Recorded data:
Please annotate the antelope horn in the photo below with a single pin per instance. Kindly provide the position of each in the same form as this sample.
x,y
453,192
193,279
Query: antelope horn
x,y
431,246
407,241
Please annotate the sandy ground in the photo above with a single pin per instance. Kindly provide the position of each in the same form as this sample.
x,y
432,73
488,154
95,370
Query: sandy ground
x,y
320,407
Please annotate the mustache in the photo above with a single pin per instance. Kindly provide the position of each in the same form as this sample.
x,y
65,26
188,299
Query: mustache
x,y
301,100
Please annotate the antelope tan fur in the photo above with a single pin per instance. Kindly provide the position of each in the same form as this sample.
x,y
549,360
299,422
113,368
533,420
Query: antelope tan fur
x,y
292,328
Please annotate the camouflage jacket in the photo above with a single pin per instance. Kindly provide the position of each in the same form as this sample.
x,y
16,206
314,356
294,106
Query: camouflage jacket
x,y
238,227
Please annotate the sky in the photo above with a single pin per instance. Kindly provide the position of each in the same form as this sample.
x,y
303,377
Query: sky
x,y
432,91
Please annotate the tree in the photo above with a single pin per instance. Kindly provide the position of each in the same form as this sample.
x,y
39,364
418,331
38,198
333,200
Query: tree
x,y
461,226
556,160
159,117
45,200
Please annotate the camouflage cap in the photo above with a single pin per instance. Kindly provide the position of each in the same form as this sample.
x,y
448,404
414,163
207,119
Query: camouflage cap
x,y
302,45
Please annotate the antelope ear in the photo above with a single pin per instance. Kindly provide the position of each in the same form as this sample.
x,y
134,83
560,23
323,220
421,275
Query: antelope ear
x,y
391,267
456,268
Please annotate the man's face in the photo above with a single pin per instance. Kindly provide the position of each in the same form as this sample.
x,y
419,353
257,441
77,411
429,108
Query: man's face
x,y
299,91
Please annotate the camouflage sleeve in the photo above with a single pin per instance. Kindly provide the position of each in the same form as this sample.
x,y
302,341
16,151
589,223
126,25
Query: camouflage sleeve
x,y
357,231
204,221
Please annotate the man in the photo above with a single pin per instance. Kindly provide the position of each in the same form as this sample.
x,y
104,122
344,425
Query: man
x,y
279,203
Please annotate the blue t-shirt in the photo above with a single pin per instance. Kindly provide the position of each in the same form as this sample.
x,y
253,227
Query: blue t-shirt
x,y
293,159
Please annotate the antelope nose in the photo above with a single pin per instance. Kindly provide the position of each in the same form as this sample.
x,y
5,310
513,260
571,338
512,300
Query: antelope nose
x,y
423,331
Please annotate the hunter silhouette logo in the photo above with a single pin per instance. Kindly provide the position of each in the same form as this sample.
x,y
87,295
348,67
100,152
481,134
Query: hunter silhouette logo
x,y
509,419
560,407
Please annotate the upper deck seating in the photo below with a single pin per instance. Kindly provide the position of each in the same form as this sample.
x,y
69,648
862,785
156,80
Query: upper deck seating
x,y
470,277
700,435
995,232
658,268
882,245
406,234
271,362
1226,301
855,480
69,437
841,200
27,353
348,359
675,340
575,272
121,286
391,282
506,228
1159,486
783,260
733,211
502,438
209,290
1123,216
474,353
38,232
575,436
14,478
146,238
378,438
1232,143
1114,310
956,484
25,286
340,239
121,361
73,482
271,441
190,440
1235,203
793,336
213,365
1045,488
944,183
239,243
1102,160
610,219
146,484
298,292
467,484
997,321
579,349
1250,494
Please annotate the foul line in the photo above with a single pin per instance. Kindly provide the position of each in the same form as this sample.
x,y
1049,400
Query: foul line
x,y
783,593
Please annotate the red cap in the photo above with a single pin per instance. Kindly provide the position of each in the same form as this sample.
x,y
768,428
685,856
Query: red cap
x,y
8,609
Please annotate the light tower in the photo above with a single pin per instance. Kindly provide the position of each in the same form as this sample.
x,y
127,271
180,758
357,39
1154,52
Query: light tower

Task to carry out: Starting at the line that contains "Please annotate the foul", quote each remaining line of the entries above, unchanged.

Output for this exercise:
Please annotate the foul line in the photo above with a single pin per instance. Kindly provide the position of each in the same form as this sample.
x,y
1049,400
Query: foul line
x,y
783,593
Please annotate the red cap in the photo above with a single pin per instance. Kindly provide the position of each in the same form as this sample.
x,y
768,428
685,856
Query: red cap
x,y
8,609
Please annotate the light tower in the photo above with a single pin per instance. Kindly provide the position of each in the same form as this sample.
x,y
127,271
180,758
357,39
1154,52
Query: light tower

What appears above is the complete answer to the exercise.